- [Problem description]: What you return must match every record word for word.

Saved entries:
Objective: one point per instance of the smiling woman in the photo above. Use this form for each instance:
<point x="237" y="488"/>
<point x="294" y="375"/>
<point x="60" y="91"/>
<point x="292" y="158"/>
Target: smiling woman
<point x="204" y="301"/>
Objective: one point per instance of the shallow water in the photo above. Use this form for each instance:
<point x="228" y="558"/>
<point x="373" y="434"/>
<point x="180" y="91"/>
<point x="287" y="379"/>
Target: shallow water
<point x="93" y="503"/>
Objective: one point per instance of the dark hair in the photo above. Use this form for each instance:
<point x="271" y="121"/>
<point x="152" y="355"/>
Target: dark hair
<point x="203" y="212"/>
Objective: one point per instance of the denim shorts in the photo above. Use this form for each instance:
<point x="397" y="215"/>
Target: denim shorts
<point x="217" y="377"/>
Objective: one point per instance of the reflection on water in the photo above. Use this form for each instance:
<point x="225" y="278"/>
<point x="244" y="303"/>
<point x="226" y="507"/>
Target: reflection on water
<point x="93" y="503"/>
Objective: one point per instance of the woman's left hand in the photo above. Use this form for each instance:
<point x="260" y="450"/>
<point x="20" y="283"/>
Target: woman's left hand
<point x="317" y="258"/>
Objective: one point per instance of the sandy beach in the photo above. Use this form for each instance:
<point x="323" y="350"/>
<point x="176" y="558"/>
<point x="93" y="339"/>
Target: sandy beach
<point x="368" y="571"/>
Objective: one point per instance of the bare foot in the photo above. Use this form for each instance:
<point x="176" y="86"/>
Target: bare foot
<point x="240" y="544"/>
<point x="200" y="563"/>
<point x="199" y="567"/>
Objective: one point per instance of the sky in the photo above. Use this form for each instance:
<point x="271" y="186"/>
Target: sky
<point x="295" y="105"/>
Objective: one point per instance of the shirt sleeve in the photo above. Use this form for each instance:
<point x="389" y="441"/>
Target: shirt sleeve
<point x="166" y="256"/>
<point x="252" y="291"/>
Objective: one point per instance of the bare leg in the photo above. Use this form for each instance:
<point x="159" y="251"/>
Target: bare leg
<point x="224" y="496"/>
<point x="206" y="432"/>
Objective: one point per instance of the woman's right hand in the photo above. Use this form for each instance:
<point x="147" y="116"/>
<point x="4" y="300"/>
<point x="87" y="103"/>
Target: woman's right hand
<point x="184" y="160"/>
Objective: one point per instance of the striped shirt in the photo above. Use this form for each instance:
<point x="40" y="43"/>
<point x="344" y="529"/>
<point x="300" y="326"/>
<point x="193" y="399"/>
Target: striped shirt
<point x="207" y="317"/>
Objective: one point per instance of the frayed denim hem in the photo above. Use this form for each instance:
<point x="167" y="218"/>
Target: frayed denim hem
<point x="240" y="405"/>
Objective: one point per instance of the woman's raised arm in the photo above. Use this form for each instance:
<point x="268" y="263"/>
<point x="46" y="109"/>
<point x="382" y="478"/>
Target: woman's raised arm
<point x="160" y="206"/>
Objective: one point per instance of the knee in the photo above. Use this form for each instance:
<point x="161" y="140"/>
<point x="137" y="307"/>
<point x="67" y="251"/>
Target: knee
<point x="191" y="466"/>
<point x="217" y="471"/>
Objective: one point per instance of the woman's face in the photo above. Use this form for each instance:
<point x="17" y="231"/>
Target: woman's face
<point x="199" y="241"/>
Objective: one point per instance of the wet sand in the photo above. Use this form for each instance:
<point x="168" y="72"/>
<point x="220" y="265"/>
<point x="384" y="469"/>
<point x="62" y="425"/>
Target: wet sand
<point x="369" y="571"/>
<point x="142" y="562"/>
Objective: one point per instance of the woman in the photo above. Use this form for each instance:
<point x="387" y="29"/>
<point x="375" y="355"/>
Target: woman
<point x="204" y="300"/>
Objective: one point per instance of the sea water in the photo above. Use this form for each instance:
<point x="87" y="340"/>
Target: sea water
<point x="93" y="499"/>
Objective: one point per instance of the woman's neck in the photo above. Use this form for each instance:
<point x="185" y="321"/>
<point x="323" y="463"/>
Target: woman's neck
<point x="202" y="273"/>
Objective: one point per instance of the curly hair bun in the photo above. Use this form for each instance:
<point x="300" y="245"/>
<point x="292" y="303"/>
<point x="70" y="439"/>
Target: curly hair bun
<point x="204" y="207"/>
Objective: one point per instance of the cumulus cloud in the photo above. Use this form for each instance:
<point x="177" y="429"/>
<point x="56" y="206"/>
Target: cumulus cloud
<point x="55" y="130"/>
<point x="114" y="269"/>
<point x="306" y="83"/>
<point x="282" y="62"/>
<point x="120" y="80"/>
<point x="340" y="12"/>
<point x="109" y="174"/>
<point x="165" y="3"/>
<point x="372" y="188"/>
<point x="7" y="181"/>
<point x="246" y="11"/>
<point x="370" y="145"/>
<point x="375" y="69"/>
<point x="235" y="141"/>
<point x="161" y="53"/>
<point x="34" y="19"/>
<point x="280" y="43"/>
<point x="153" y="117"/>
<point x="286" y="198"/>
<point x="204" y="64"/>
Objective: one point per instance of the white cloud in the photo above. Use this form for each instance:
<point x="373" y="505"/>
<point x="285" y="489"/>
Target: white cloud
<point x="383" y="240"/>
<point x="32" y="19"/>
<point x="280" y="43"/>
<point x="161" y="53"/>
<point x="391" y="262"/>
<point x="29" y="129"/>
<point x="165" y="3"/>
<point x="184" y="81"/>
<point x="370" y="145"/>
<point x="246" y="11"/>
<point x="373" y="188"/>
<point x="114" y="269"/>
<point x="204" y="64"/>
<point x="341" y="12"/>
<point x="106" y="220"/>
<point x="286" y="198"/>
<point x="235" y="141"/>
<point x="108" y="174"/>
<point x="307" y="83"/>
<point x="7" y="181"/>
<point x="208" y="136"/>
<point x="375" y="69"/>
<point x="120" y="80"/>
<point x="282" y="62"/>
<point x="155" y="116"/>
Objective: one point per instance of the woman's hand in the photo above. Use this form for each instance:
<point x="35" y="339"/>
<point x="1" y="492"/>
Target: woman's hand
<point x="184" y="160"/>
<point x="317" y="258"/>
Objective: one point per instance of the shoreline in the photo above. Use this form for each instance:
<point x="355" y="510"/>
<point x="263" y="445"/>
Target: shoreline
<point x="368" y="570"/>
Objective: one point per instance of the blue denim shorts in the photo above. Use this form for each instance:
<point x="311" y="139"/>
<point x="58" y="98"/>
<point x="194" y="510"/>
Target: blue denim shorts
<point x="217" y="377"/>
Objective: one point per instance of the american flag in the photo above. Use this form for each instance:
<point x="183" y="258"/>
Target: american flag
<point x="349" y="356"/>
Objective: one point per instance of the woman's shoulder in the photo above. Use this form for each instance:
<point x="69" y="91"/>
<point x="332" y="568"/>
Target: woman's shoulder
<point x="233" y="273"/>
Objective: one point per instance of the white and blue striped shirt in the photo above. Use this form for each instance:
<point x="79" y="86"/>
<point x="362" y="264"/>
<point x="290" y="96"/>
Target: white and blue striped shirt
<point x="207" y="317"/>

- [Output below]:
Objective: one point per instance of the smiling woman in the photo above. Use this form for each instance:
<point x="237" y="488"/>
<point x="294" y="375"/>
<point x="60" y="91"/>
<point x="292" y="158"/>
Target: smiling woman
<point x="204" y="301"/>
Objective: one point per instance of the shallow water in the photo above. Use this form for each instance:
<point x="228" y="558"/>
<point x="373" y="434"/>
<point x="180" y="91"/>
<point x="287" y="379"/>
Target: shallow water
<point x="93" y="503"/>
Objective: one point per instance of the dark hair in the photo above. Use this form for each instance:
<point x="271" y="121"/>
<point x="152" y="355"/>
Target: dark hair
<point x="203" y="212"/>
Objective: one point per instance of the denim shorts in the photo above. Use this form for each instance:
<point x="397" y="215"/>
Target: denim shorts
<point x="217" y="377"/>
Objective: one point per instance of the reflection on water in the photo above. Use this form for each instance:
<point x="225" y="278"/>
<point x="244" y="303"/>
<point x="226" y="507"/>
Target: reflection on water
<point x="93" y="503"/>
Objective: one point per instance of the woman's left hand in the photo above. Use this form for each instance:
<point x="260" y="450"/>
<point x="20" y="283"/>
Target: woman's left hand
<point x="317" y="258"/>
Objective: one point per instance of the sandy beach in the photo above. Use this form for each instance:
<point x="323" y="350"/>
<point x="176" y="558"/>
<point x="93" y="339"/>
Target: sandy beach
<point x="368" y="571"/>
Objective: one point per instance of the bare foot in the photo above. Use this form for each instance:
<point x="176" y="86"/>
Target: bare foot
<point x="240" y="544"/>
<point x="200" y="563"/>
<point x="199" y="567"/>
Objective: one point per instance of the sky in the photo above. Use this form for each instance:
<point x="271" y="186"/>
Target: sky
<point x="295" y="105"/>
Objective: one point per instance of the shirt sleeve in the photo above. Use this form for each instance:
<point x="389" y="441"/>
Target: shirt sleeve
<point x="166" y="256"/>
<point x="252" y="291"/>
Objective: one point per instance of the bare leg in the photo above. Use this form for each instance:
<point x="159" y="251"/>
Target: bare leg
<point x="224" y="496"/>
<point x="206" y="432"/>
Objective: one point per instance of the woman's right hand in the photo above. Use this form for each instance:
<point x="147" y="116"/>
<point x="4" y="300"/>
<point x="87" y="103"/>
Target: woman's right hand
<point x="184" y="160"/>
Objective: one point per instance of the striped shirt in the photo above. Use this form for each instance:
<point x="40" y="43"/>
<point x="344" y="529"/>
<point x="300" y="326"/>
<point x="193" y="399"/>
Target: striped shirt
<point x="207" y="317"/>
Objective: one point per instance of the frayed denim hem in the photo above. Use this form for each instance:
<point x="167" y="218"/>
Target: frayed denim hem
<point x="240" y="405"/>
Objective: one point per instance of the woman's raised arm in the photo above. Use this form for each instance:
<point x="268" y="263"/>
<point x="46" y="109"/>
<point x="382" y="478"/>
Target: woman's raised arm
<point x="160" y="206"/>
Objective: one point per instance of the knee in the photo above. Use this form for each instance:
<point x="161" y="140"/>
<point x="137" y="307"/>
<point x="67" y="251"/>
Target: knee
<point x="191" y="466"/>
<point x="217" y="471"/>
Objective: one point per instance of the woman's face in the photo above. Use this form for each instance:
<point x="17" y="231"/>
Target: woman's face
<point x="199" y="241"/>
Objective: one point per instance of the wet sand in the photo above. Use this form for each instance:
<point x="168" y="72"/>
<point x="220" y="265"/>
<point x="384" y="469"/>
<point x="62" y="425"/>
Target: wet sand
<point x="369" y="571"/>
<point x="142" y="562"/>
Objective: one point per instance of the woman in the photo above. Use this form for each instance:
<point x="387" y="29"/>
<point x="375" y="355"/>
Target: woman
<point x="204" y="300"/>
Objective: one point per instance of the sea water in the photo above. Use this form for each instance:
<point x="87" y="340"/>
Target: sea water
<point x="93" y="499"/>
Objective: one point per instance of the woman's neck in the photo above. Use this form for each instance:
<point x="185" y="321"/>
<point x="323" y="463"/>
Target: woman's neck
<point x="202" y="273"/>
Objective: one point per instance of the curly hair bun in the photo above. Use this form for each instance:
<point x="300" y="245"/>
<point x="292" y="303"/>
<point x="70" y="439"/>
Target: curly hair bun
<point x="204" y="207"/>
Objective: one point per instance of the cumulus cloud in the photo above. Use this form for each instance:
<point x="177" y="429"/>
<point x="56" y="206"/>
Target: cumulus cloud
<point x="55" y="130"/>
<point x="114" y="269"/>
<point x="306" y="83"/>
<point x="282" y="62"/>
<point x="120" y="80"/>
<point x="340" y="12"/>
<point x="109" y="174"/>
<point x="165" y="3"/>
<point x="372" y="188"/>
<point x="7" y="181"/>
<point x="246" y="11"/>
<point x="370" y="145"/>
<point x="375" y="69"/>
<point x="235" y="141"/>
<point x="161" y="53"/>
<point x="34" y="19"/>
<point x="280" y="43"/>
<point x="153" y="117"/>
<point x="286" y="198"/>
<point x="204" y="64"/>
Objective: one point per instance of the white cloud in the photo above. Use this form for each instance:
<point x="373" y="505"/>
<point x="285" y="489"/>
Target: white cloud
<point x="383" y="240"/>
<point x="32" y="19"/>
<point x="280" y="43"/>
<point x="161" y="53"/>
<point x="391" y="262"/>
<point x="29" y="129"/>
<point x="165" y="3"/>
<point x="184" y="81"/>
<point x="370" y="145"/>
<point x="246" y="11"/>
<point x="373" y="188"/>
<point x="114" y="269"/>
<point x="204" y="64"/>
<point x="341" y="12"/>
<point x="106" y="220"/>
<point x="286" y="198"/>
<point x="235" y="141"/>
<point x="108" y="174"/>
<point x="307" y="83"/>
<point x="7" y="181"/>
<point x="208" y="136"/>
<point x="375" y="69"/>
<point x="120" y="80"/>
<point x="282" y="62"/>
<point x="155" y="116"/>
Objective: one point per instance of the woman's hand in the photo above. Use this form for each instance:
<point x="35" y="339"/>
<point x="1" y="492"/>
Target: woman's hand
<point x="184" y="160"/>
<point x="317" y="258"/>
Objective: one point per instance of the shoreline in the photo above. Use this form for each instance:
<point x="355" y="510"/>
<point x="263" y="445"/>
Target: shoreline
<point x="368" y="570"/>
Objective: one point per instance of the blue denim shorts in the photo above. Use this form for each instance:
<point x="311" y="139"/>
<point x="58" y="98"/>
<point x="194" y="510"/>
Target: blue denim shorts
<point x="217" y="377"/>
Objective: one point per instance of the american flag in the photo above. Use this form for each instance:
<point x="183" y="258"/>
Target: american flag
<point x="349" y="356"/>
Objective: one point per instance of the woman's shoulder in the photo above. Use this form for each instance:
<point x="69" y="91"/>
<point x="332" y="568"/>
Target: woman's shoulder
<point x="233" y="273"/>
Objective: one point per instance of the white and blue striped shirt in the photo above. Use this form for each instance:
<point x="79" y="86"/>
<point x="362" y="264"/>
<point x="290" y="96"/>
Target: white and blue striped shirt
<point x="207" y="317"/>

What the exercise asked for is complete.